Robeson was born in 1898 in New Jersey. After the early death of his mother, he was raised by his father, a preacher and escaped slave, who impressed upon him the need for self improvement through education. Taking this to heart, he won a scholarship to Rutgers University where he excelled in both academic and sporting fields (he made All-American in American Football), and went on to earn a law degree at Columbia University.

It was as an actor and singer he found fame though, including acclaimed performances in "Emperor Jones", "Porgy and Bess" and as, in 1930, Othello in England, when no US company would employ him for the role. He reprised the role in New York in 1943. His repertoire of African-American folk songs helped bring these to much wider attention both inside the US and abroad - in particular his stunning rendition of 'Go Down Moses'.

= Job 1 =
Quote the passage about Robeson in full, word for word.

= Raw records =
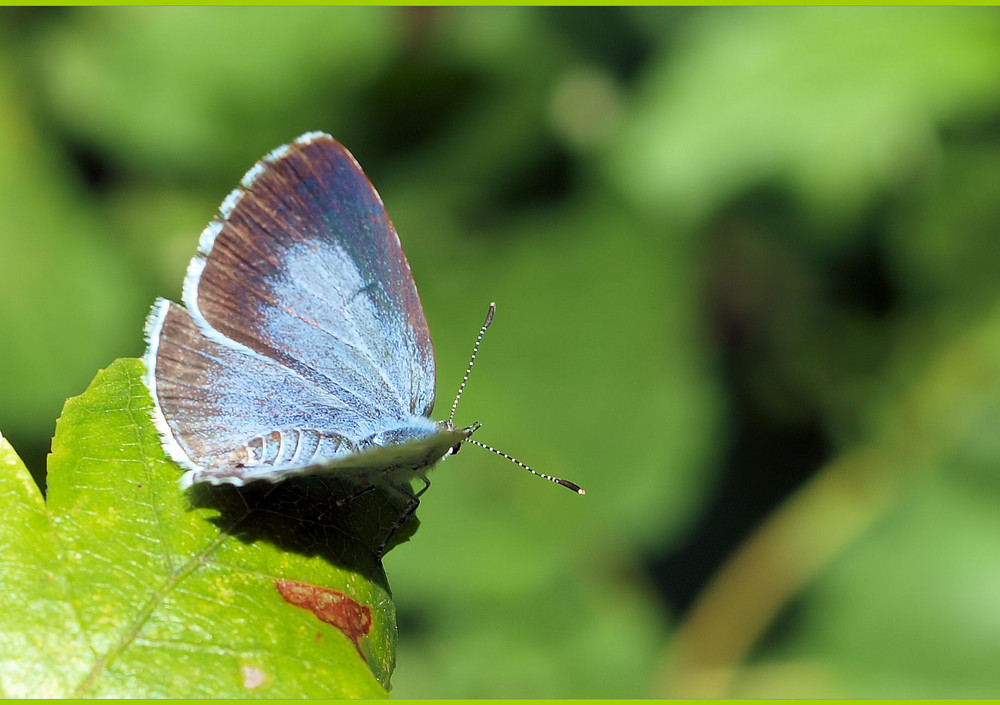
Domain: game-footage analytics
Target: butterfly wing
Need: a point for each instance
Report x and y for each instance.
(305, 267)
(303, 334)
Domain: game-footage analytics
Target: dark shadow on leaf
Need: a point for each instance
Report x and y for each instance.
(309, 516)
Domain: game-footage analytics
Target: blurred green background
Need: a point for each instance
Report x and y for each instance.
(747, 267)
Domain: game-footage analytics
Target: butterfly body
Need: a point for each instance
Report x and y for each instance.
(302, 345)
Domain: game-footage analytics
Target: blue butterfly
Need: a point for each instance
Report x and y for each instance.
(302, 347)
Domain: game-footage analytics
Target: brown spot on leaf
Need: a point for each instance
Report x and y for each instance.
(331, 606)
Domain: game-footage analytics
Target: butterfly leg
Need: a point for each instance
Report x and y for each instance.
(411, 507)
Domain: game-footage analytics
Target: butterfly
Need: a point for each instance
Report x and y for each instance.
(301, 347)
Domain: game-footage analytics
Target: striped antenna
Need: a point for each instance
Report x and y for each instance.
(482, 331)
(472, 360)
(558, 480)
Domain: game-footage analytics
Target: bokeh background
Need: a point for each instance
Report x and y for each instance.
(747, 266)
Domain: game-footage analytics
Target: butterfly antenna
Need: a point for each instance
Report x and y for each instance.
(479, 339)
(472, 360)
(558, 480)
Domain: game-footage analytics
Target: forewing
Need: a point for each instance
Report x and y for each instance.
(305, 268)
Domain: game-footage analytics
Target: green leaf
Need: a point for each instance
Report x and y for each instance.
(122, 585)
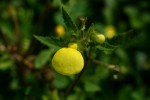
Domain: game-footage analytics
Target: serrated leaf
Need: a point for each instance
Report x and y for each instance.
(47, 41)
(68, 21)
(43, 57)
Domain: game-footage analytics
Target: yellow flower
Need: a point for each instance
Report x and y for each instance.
(100, 38)
(68, 61)
(73, 45)
(110, 31)
(59, 30)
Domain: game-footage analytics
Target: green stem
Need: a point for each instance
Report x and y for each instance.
(75, 82)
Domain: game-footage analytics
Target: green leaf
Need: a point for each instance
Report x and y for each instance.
(43, 57)
(60, 81)
(90, 87)
(68, 21)
(104, 48)
(47, 41)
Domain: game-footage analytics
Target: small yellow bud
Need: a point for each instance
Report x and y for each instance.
(110, 31)
(59, 30)
(73, 45)
(100, 38)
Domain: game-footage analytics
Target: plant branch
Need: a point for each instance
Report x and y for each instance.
(75, 82)
(109, 66)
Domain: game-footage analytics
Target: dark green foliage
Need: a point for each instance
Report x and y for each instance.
(116, 70)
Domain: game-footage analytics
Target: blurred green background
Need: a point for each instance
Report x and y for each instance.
(25, 71)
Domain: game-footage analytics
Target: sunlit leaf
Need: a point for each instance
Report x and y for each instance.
(43, 57)
(68, 21)
(47, 41)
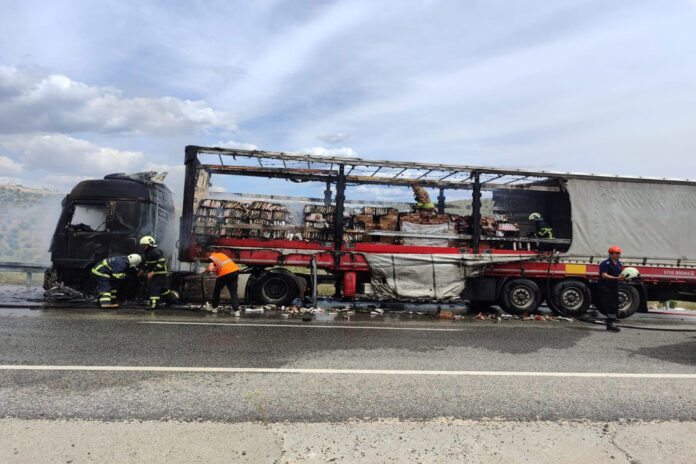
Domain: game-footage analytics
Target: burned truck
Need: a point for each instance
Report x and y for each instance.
(106, 217)
(478, 244)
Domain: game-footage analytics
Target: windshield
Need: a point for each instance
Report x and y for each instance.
(89, 217)
(126, 216)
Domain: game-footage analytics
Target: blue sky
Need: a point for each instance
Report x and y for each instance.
(93, 87)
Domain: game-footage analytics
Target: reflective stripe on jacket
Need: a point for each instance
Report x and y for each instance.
(155, 261)
(223, 264)
(112, 268)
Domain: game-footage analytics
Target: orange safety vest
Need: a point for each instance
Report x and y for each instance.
(223, 264)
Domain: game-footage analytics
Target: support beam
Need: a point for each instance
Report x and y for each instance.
(476, 213)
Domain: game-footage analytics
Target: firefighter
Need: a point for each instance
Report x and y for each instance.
(422, 198)
(608, 286)
(109, 271)
(227, 276)
(543, 230)
(155, 270)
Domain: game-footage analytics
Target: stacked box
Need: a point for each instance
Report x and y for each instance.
(319, 219)
(217, 218)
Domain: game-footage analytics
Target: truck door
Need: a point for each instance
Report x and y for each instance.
(86, 232)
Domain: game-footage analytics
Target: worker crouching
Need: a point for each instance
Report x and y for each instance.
(110, 271)
(155, 271)
(227, 276)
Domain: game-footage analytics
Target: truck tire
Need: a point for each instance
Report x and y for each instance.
(480, 305)
(520, 296)
(571, 298)
(278, 288)
(629, 301)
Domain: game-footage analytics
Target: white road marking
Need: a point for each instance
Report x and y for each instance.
(268, 370)
(303, 326)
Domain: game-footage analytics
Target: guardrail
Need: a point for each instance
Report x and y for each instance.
(29, 268)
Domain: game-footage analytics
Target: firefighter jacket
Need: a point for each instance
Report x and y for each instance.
(544, 230)
(223, 264)
(422, 198)
(154, 261)
(112, 268)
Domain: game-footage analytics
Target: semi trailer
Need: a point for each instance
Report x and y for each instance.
(306, 219)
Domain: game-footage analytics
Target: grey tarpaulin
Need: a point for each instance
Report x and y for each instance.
(647, 220)
(439, 276)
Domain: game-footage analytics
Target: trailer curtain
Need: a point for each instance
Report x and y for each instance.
(440, 277)
(647, 220)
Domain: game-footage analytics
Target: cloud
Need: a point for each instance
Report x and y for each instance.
(335, 138)
(237, 145)
(321, 151)
(61, 154)
(9, 167)
(32, 101)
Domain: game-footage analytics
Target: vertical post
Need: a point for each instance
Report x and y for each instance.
(476, 213)
(187, 209)
(338, 226)
(314, 281)
(327, 194)
(441, 201)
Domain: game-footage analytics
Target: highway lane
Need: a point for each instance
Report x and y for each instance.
(336, 370)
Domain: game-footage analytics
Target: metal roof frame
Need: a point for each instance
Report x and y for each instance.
(447, 176)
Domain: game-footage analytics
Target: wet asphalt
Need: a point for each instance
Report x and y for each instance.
(372, 344)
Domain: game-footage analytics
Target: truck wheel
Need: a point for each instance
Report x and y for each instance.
(520, 296)
(480, 305)
(571, 297)
(276, 288)
(629, 301)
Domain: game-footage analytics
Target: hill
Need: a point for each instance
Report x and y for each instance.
(27, 219)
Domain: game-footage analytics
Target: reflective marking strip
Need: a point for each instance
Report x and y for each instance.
(303, 326)
(576, 269)
(269, 370)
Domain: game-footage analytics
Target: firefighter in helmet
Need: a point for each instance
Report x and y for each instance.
(110, 271)
(423, 202)
(543, 230)
(608, 285)
(155, 270)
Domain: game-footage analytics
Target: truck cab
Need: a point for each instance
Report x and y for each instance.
(106, 217)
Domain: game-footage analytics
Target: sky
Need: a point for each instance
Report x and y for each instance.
(89, 88)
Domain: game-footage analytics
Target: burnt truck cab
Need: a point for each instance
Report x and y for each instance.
(107, 217)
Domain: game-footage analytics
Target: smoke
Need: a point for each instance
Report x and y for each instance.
(26, 228)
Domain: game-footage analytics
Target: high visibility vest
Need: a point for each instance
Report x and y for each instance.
(223, 264)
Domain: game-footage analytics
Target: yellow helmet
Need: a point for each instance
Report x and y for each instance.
(147, 240)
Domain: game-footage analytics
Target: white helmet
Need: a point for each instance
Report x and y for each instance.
(630, 273)
(134, 260)
(147, 240)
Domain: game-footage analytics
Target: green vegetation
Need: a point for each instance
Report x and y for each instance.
(27, 220)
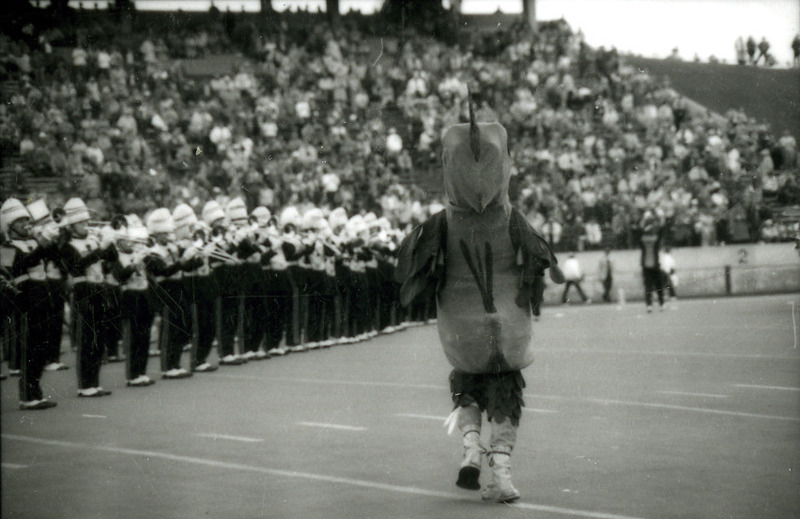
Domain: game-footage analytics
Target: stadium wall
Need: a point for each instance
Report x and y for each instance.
(746, 269)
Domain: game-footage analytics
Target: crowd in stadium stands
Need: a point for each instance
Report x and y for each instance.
(594, 142)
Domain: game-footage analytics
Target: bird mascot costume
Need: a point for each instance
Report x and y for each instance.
(486, 264)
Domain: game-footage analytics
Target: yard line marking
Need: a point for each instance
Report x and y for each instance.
(337, 382)
(215, 436)
(660, 353)
(386, 487)
(781, 388)
(686, 393)
(332, 426)
(13, 466)
(606, 401)
(422, 416)
(530, 395)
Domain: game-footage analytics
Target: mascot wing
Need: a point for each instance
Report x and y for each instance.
(420, 258)
(534, 255)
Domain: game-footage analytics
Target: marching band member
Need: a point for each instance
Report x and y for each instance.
(250, 292)
(278, 289)
(225, 273)
(384, 249)
(111, 330)
(82, 256)
(44, 226)
(293, 250)
(137, 300)
(318, 291)
(26, 259)
(337, 220)
(371, 263)
(199, 285)
(358, 299)
(257, 291)
(165, 266)
(8, 303)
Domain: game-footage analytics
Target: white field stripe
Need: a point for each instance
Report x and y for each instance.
(338, 382)
(659, 353)
(215, 436)
(605, 401)
(361, 483)
(528, 395)
(779, 388)
(422, 416)
(13, 466)
(686, 393)
(332, 426)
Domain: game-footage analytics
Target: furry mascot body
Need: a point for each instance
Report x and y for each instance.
(487, 266)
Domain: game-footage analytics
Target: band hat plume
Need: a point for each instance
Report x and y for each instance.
(138, 233)
(313, 218)
(11, 211)
(289, 216)
(236, 210)
(212, 213)
(160, 222)
(75, 211)
(262, 215)
(337, 218)
(38, 210)
(183, 216)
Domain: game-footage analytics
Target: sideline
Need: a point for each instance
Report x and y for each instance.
(590, 400)
(304, 475)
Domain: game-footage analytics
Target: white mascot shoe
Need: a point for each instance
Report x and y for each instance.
(500, 489)
(470, 469)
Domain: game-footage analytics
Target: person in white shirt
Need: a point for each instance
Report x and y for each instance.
(668, 275)
(573, 275)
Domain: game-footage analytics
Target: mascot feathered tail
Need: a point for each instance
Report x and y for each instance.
(487, 265)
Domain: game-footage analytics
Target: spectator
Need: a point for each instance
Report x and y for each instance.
(573, 275)
(751, 50)
(763, 51)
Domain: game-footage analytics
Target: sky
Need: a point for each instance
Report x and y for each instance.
(651, 28)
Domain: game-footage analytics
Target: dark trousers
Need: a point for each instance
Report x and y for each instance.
(111, 326)
(319, 302)
(89, 305)
(33, 353)
(55, 321)
(201, 294)
(295, 314)
(666, 282)
(204, 310)
(360, 311)
(607, 282)
(653, 283)
(254, 320)
(277, 299)
(387, 299)
(137, 323)
(176, 321)
(569, 284)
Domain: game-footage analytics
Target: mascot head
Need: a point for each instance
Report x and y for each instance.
(477, 166)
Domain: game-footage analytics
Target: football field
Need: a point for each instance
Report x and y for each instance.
(693, 412)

= Job 2 =
Show every line of the records that contains the word "firefighter".

= Output 1 =
Robeson was born in 1898 in New Jersey. After the early death of his mother, he was raised by his father, a preacher and escaped slave, who impressed upon him the need for self improvement through education. Taking this to heart, he won a scholarship to Rutgers University where he excelled in both academic and sporting fields (he made All-American in American Football), and went on to earn a law degree at Columbia University.

It was as an actor and singer he found fame though, including acclaimed performances in "Emperor Jones", "Porgy and Bess" and as, in 1930, Othello in England, when no US company would employ him for the role. He reprised the role in New York in 1943. His repertoire of African-American folk songs helped bring these to much wider attention both inside the US and abroad - in particular his stunning rendition of 'Go Down Moses'.

= Output 2 =
Target: firefighter
Target: firefighter jacket
Target: firefighter in helmet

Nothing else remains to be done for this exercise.